Exercise 1:
From the Largo do Boticário passage below, copy the part that opens with the words containing "The defining feature" and closes with "around the city.".
Exercise 2:
According to the Largo do Boticário passage below, who founded the newspaper Correio da Manhã?
— start Selected extract —
The defining feature of the square appeared in the 1920s. Edmundo Bittencourt, founder of the newspaper Correio da Manhã, bought the property and began to build neocolonial houses. This trend continued into the 1930s and 1940s with the help of diplomat, architect, art collector, and resident, Rodolfo da Siqueira. Sylvia de Arruda Botelho Bittencourt her husband Paulo inherited the Correio da Manhã, moved into the square, and assisted with its preservation. Some of the original houses near the square were refurbished by modernist architects like Lucio Costa and Gregori Warchavchik, using original materials authentic to the colonial era salvaged from demolition projects around the city.

== Present day ==
During its "golden age", the Largo do Boticário became filled with huge houses owned by well-known figures in Brazilian society and foreigners attracted by the parties and social events held by the neighborhood's illustrious residents. Currently, however, the once-decadent area has fallen into decay. Between 2006 and 2008, one of the houses was taken over by a group of homeless people.
— end Selected extract —
— start Data segment —
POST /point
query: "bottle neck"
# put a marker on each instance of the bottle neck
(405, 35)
— end Data segment —
Complete response 1:
The defining feature of the square appeared in the 1920s. Edmundo Bittencourt, founder of the newspaper Correio da Manhã, bought the property and began to build neocolonial houses. This trend continued into the 1930s and 1940s with the help of diplomat, architect, art collector, and resident, Rodolfo da Siqueira. Sylvia de Arruda Botelho Bittencourt her husband Paulo inherited the Correio da Manhã, moved into the square, and assisted with its preservation. Some of the original houses near the square were refurbished by modernist architects like Lucio Costa and Gregori Warchavchik, using original materials authentic to the colonial era salvaged from demolition projects around the city.

Complete response 2:
Edmundo Bittencourt